Textauszug:
==========

In diesem Zusammenhang sei beispielsweise der Streit innerhalb der SPD über die "Agenda 2010" zu nennen, der zu erheblichen Verlusten bei sämtlichen Landtagswahlen und der Europawahl seit deren Beschluss geführt habe. Aus seiner eigenen Partei seien im Laufe der Wahlperiode und im Zuge der Auseinandersetzungen über die "Agenda 2010" Forderungen nach seinem Rücktritt als Parteivorsitzender verlautbart worden.
Darüber hinaus habe der Partei- und Fraktionsvorsitzende (Müntefering- d.Red.) diese Einschätzung des Bundeskanzlers nachweislich geteilt, indem er dem Kanzler vor der Landtagswahl in Nordrhein-Westfalen mitgeteilt habe, er habe Sorge um die Handlungsfähigkeit seiner Partei und Fraktion. Damit habe dieser in seiner Eigenschaft als 'Gewährleister' der stetigen parlamentarischen Unterstützung der Regierungspolitik und als engster Zusammenarbeiter des Kanzlers deutlich gemacht, dass durch die Fraktion des Bundestages eine Gewähr für die Unterstützung der Politik des Kanzlers nicht mehr übernommen werden könne.

==========

(Einträge mit Koordinatenannotationen)
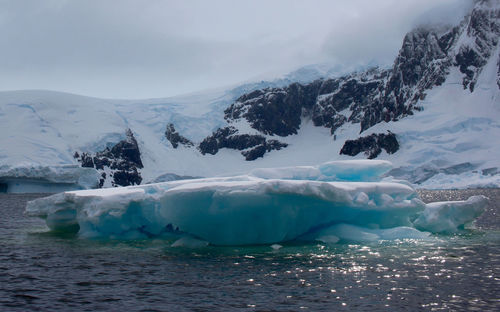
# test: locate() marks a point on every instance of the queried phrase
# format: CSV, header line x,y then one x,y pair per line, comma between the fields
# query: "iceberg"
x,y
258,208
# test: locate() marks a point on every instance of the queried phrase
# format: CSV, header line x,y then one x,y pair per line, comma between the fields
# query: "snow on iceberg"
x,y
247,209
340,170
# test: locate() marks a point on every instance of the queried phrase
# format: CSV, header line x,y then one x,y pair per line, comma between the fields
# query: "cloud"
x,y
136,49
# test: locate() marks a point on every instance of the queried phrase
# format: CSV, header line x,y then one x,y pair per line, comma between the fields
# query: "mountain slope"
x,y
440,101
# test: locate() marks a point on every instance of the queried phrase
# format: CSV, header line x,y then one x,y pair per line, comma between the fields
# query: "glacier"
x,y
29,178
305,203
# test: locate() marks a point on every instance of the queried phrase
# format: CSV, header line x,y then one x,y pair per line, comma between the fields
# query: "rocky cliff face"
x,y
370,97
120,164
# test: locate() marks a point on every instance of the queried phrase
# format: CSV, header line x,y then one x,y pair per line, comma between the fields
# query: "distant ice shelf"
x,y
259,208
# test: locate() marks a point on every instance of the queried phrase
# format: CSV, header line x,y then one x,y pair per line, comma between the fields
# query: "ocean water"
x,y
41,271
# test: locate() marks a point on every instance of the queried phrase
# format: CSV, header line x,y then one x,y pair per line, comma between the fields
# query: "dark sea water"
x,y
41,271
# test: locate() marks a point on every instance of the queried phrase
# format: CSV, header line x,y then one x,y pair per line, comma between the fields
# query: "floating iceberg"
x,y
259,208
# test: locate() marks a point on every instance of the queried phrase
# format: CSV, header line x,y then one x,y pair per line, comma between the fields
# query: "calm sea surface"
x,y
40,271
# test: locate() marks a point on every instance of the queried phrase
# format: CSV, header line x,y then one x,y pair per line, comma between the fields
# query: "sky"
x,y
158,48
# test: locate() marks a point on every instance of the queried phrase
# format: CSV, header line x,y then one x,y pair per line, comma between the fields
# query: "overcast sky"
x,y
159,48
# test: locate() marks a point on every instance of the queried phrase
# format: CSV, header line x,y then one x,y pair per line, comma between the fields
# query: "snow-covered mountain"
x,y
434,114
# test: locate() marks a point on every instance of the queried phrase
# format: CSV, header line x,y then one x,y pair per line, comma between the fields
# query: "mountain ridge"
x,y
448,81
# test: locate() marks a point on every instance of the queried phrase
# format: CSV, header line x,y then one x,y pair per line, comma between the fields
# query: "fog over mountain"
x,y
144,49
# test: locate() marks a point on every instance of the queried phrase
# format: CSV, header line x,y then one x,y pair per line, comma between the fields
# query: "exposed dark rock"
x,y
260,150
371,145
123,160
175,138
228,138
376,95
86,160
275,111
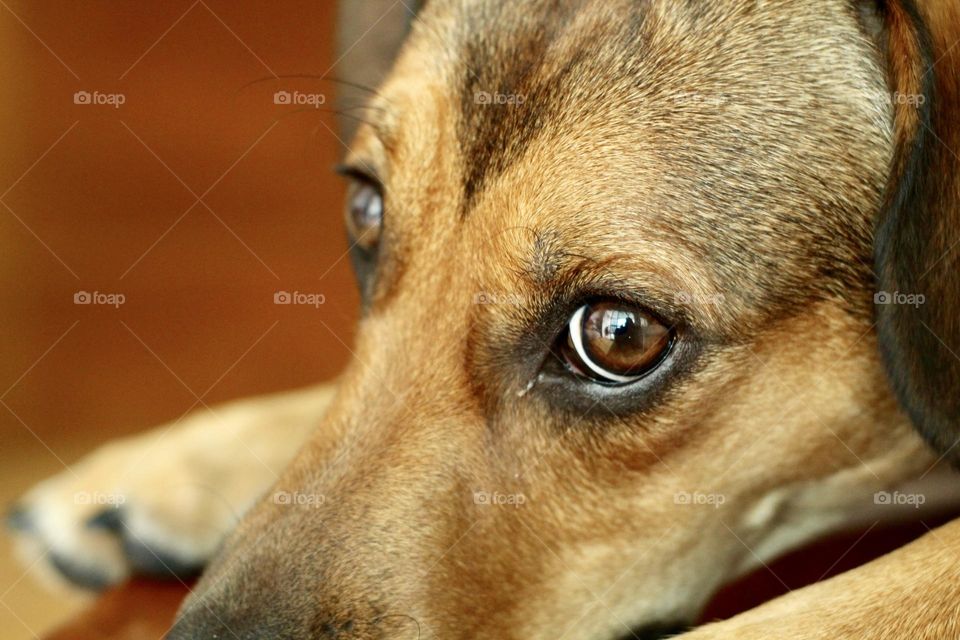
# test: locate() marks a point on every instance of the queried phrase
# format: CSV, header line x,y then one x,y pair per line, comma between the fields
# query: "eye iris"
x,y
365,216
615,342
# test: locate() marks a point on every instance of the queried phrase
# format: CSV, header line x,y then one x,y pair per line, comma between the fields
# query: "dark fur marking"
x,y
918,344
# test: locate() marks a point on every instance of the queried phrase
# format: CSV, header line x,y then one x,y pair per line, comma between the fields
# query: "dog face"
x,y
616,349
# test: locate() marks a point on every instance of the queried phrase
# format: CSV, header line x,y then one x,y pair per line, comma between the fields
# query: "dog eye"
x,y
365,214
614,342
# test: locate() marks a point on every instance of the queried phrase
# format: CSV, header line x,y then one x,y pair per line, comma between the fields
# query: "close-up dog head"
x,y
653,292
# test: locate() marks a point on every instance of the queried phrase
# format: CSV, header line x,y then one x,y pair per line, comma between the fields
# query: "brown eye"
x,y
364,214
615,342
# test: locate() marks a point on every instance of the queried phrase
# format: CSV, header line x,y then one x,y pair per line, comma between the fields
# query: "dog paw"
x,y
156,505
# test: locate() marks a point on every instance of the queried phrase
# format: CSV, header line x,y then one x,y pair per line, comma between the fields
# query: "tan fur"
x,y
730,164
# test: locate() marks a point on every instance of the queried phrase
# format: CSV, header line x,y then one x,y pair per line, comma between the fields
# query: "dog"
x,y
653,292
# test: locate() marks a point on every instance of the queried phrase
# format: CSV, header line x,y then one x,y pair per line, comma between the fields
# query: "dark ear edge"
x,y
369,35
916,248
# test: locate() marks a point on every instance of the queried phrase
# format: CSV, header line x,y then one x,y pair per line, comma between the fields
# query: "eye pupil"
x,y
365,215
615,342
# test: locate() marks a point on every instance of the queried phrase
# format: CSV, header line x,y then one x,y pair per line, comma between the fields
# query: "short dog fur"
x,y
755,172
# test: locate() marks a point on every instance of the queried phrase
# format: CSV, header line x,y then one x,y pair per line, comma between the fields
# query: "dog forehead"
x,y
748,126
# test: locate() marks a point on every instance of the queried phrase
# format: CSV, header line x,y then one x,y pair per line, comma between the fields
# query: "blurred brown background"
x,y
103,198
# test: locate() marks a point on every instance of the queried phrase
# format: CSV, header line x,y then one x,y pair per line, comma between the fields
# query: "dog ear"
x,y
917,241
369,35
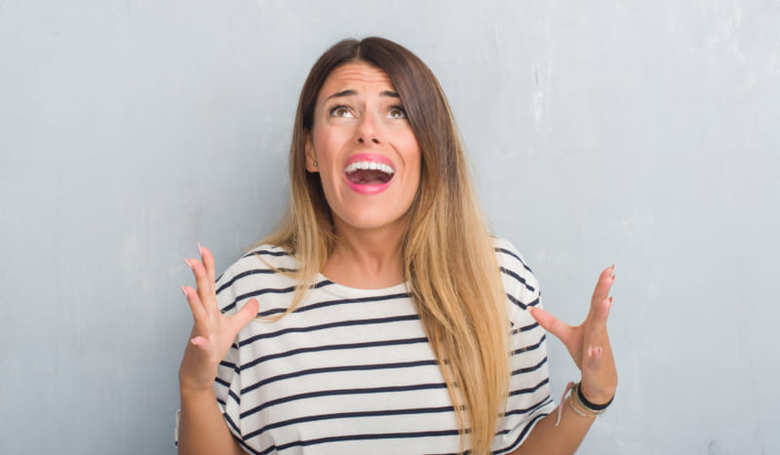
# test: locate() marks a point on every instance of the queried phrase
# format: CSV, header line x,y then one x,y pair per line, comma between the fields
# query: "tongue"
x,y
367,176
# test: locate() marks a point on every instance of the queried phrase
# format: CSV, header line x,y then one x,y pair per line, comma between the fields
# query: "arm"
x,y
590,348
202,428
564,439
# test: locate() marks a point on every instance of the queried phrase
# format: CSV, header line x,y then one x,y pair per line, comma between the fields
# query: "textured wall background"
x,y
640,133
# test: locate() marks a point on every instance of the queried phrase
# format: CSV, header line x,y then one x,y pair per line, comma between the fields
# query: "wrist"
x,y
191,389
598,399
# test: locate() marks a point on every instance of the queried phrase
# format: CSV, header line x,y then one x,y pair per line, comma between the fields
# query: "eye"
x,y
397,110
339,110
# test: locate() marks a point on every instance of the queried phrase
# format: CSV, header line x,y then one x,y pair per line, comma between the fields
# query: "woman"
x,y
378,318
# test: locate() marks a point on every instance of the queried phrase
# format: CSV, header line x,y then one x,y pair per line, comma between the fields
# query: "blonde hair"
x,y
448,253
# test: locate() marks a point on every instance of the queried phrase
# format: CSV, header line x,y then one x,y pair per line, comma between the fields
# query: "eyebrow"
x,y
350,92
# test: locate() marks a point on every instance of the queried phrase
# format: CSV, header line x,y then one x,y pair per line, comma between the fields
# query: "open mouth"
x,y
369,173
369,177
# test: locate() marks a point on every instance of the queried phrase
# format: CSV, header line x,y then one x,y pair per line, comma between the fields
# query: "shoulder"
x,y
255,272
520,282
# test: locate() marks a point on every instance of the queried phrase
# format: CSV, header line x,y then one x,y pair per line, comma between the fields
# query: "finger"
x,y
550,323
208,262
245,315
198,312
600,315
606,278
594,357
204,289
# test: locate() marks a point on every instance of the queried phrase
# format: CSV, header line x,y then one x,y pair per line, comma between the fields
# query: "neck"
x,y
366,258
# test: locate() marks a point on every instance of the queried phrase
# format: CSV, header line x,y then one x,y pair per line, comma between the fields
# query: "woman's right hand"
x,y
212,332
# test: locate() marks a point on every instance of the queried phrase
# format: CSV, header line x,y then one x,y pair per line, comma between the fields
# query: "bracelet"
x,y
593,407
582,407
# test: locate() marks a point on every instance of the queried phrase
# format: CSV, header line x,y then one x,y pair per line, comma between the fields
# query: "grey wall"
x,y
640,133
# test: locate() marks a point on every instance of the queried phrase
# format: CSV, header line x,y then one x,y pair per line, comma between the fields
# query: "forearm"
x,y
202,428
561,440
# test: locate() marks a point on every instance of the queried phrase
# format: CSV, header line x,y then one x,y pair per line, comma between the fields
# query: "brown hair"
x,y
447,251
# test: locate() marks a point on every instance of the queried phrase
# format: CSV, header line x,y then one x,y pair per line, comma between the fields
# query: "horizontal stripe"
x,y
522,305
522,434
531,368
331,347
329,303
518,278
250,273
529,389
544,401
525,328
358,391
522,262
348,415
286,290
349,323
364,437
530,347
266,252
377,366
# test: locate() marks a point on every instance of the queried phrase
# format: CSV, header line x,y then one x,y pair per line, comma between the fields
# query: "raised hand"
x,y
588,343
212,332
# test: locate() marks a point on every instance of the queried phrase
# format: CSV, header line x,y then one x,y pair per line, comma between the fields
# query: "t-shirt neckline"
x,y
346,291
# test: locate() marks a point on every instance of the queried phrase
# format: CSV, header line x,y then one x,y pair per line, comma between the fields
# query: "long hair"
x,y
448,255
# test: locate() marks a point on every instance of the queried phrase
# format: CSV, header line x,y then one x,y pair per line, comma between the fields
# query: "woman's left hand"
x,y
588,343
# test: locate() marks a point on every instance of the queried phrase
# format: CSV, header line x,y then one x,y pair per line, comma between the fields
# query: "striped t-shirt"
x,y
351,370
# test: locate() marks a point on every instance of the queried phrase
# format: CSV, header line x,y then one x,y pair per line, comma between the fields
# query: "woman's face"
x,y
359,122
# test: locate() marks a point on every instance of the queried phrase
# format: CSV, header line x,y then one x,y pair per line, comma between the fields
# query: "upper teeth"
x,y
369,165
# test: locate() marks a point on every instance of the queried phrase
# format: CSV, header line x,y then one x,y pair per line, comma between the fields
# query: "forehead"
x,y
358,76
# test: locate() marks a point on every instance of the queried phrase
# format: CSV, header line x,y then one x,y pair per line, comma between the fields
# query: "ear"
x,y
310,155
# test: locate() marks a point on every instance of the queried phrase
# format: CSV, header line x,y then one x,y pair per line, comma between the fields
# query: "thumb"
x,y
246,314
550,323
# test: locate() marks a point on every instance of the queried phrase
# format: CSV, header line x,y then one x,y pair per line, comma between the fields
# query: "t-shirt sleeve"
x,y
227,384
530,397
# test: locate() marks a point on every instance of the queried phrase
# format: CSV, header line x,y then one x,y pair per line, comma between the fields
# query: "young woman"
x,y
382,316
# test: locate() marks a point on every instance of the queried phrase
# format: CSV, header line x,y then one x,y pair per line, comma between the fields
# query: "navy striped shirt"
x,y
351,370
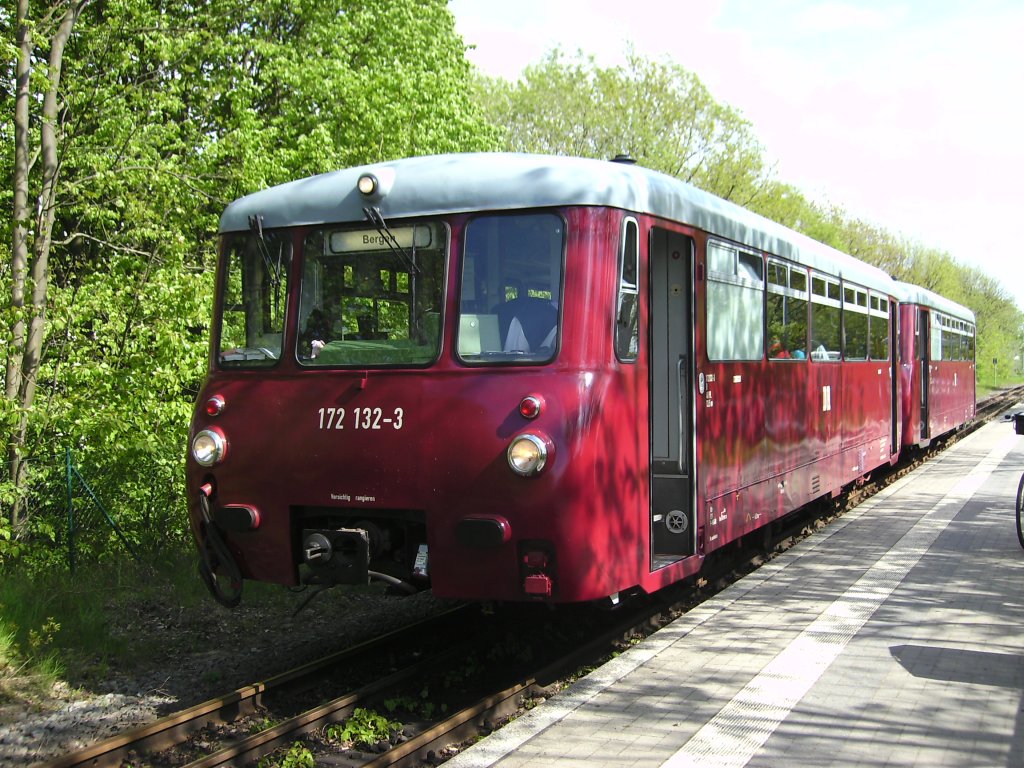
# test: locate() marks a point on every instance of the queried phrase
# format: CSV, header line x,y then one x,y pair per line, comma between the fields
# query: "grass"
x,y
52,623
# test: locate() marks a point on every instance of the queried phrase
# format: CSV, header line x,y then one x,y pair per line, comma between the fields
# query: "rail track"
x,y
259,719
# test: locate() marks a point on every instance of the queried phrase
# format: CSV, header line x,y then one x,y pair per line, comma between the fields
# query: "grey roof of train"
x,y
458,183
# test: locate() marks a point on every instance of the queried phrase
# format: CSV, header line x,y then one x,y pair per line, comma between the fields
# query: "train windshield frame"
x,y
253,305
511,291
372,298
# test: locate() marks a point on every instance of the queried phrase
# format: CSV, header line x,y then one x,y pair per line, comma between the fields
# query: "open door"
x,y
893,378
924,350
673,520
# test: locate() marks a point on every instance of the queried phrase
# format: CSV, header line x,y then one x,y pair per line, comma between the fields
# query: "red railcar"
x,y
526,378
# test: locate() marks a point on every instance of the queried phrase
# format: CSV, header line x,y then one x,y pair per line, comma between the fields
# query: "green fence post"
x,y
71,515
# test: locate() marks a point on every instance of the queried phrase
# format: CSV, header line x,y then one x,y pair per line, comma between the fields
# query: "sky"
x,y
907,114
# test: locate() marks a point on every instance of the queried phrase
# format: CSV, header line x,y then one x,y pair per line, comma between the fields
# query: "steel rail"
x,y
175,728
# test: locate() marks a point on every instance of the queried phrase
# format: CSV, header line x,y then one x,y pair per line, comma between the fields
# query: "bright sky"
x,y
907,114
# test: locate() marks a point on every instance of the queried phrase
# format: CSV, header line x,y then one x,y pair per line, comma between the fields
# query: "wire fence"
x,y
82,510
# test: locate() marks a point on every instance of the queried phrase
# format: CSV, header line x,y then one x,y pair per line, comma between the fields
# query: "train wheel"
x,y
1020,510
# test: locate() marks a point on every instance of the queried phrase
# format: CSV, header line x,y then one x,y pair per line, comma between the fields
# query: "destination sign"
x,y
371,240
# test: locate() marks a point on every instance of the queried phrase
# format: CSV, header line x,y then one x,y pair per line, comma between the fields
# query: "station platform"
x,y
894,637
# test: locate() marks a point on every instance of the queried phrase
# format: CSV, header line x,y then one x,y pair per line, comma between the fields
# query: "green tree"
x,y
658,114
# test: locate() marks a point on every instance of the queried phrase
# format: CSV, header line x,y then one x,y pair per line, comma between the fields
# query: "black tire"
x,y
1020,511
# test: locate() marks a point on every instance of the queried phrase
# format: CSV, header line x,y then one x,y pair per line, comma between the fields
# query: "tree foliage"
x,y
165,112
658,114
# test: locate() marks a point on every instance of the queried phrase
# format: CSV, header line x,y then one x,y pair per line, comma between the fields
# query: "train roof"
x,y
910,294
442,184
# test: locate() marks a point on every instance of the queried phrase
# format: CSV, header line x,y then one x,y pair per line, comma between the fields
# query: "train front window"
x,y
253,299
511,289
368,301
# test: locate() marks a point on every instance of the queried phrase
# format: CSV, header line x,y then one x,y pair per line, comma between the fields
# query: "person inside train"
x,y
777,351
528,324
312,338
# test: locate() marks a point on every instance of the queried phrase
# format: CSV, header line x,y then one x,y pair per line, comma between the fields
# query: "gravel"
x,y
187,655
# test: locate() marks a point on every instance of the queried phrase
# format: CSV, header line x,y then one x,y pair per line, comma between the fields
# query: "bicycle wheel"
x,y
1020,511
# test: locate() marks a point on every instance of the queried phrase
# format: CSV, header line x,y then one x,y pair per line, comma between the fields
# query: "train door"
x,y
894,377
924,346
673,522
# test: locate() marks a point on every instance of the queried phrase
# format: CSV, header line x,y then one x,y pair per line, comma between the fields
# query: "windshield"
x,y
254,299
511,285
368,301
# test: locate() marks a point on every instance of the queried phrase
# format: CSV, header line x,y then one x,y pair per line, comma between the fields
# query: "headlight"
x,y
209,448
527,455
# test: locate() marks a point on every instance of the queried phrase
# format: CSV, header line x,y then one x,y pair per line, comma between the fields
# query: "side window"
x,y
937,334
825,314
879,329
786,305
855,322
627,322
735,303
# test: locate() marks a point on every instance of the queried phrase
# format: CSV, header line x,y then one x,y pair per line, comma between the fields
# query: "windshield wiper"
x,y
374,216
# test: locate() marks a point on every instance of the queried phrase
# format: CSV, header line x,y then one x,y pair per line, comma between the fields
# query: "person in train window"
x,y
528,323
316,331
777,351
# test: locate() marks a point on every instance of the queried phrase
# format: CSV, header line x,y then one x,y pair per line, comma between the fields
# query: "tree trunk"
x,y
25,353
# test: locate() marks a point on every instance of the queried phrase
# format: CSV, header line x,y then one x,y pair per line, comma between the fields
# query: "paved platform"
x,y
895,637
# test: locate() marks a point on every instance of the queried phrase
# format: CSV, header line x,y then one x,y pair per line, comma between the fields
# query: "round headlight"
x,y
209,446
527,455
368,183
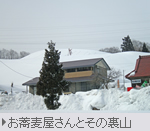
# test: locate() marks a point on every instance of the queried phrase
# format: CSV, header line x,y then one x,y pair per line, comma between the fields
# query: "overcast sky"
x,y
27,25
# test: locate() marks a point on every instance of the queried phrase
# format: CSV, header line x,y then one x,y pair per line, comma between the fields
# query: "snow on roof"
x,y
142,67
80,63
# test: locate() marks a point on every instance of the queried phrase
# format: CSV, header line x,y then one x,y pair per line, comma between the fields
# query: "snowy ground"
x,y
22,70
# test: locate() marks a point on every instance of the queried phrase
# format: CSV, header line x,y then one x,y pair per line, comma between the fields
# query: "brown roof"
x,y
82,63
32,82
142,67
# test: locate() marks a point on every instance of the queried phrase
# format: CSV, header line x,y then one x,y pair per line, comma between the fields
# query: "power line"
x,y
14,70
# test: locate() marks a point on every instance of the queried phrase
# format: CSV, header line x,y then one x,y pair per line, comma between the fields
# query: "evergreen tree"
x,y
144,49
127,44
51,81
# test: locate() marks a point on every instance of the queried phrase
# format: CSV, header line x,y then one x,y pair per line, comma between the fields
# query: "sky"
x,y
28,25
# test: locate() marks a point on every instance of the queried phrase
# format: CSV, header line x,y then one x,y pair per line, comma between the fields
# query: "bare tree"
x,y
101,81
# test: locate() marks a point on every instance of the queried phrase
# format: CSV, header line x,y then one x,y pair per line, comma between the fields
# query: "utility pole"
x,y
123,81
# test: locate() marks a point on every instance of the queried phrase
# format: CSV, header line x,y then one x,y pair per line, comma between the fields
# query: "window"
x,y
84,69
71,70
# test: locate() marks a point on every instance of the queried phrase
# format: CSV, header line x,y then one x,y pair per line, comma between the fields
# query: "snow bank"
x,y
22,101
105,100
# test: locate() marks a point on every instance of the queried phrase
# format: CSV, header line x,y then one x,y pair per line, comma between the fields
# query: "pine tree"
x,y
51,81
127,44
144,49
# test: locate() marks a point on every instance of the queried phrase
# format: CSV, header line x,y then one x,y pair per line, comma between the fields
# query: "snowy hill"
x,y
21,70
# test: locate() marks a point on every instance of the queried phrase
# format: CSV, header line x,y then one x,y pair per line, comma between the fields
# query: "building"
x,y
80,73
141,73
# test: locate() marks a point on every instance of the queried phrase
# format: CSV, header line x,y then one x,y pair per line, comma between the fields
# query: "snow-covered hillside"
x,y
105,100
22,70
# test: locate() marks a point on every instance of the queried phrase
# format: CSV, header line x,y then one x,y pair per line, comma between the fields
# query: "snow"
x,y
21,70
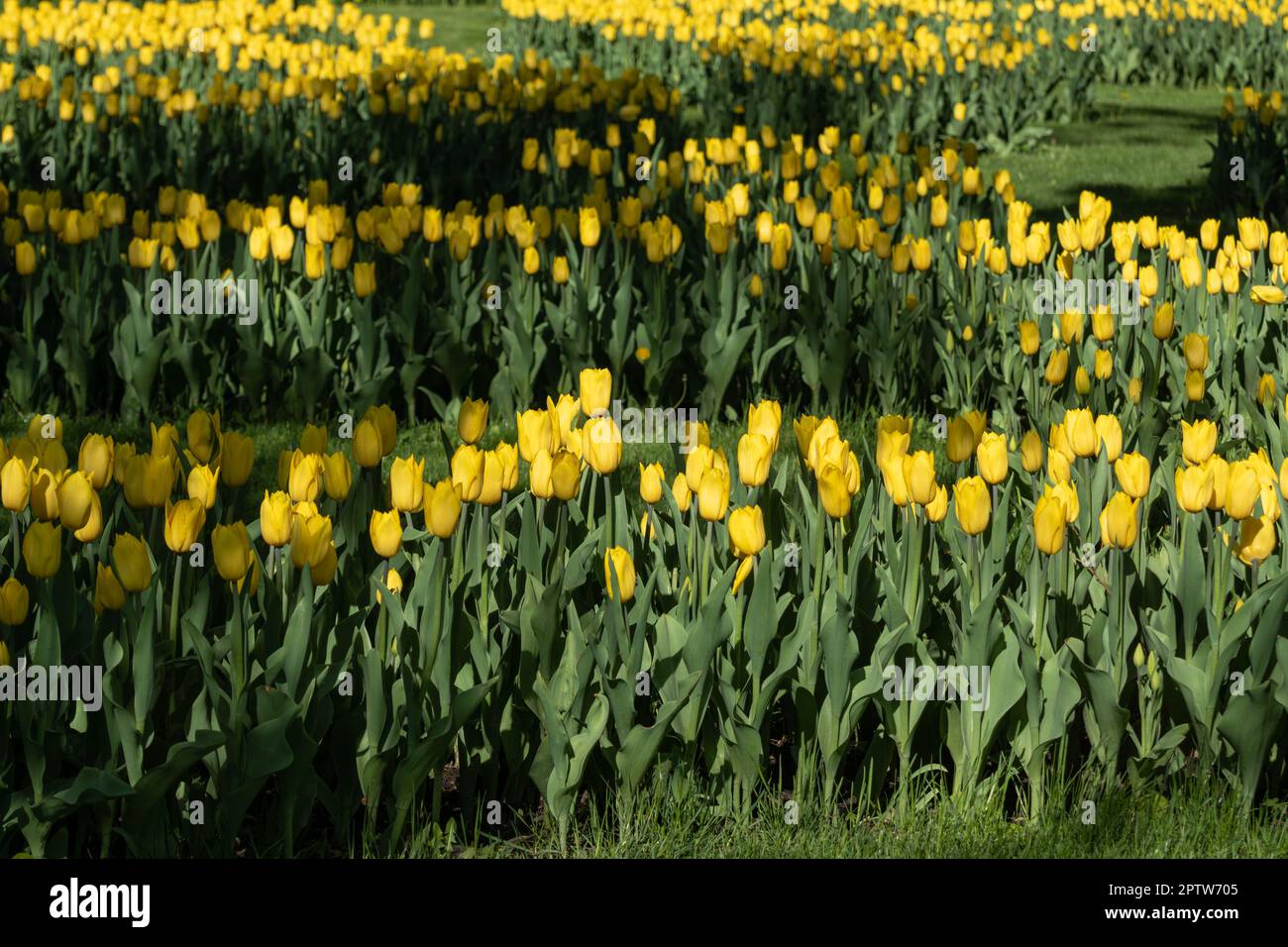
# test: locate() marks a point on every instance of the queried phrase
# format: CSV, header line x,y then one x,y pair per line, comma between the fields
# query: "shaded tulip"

==========

Schriftliche Aufgabe 1: Zeige alle Zeilen der Datensätze, in denen die Zeichenfolge „hand“ vorkommt. Achte dabei auf Groß- und Kleinschreibung.
Schriftliche Aufgabe 2: Setze den Textauszug über den Streit in der SPD um die „Agenda 2010“ nach seinem letzten Satz fort.

Richtige Antwort 1:
# query: "woman's right hand"
# query: "raised hand"
# query: "woman's left hand"

Richtige Antwort 2:
Der Kanzler habe deshalb, auch ob der Kräfteverhältnisse im Bundesrat, seiner Einschätzung zu Grunde legen dürfen, dass eine Durchsetzung seiner politischen Linie gefährdet sei bzw. eine Fortführung der Leitlinien seiner Politik keine Mehrheiten mehr finden würde. Dieser Einschätzung des Bundeskanzlers sei jedoch keine andere Einschätzung eindeutig vorzuziehen, daher sei der dem Kanzler eingeräumt Ermessensspielraum eingehalten worden.
Die Entscheidung ist im Ergebnis mit 7 : 1 Stimmen ergangen, im Hinblick auf den Maßstab der Entscheidung mit 5 : 3 Stimmen. Die Richterin Lübbe-Wolff, die die Entscheidung im Ergebnis mitträgt, sowie der Richter Jentsch, der sie nicht mitträgt, haben der Entscheidung jeweils eine abweichende Meinung angefügt.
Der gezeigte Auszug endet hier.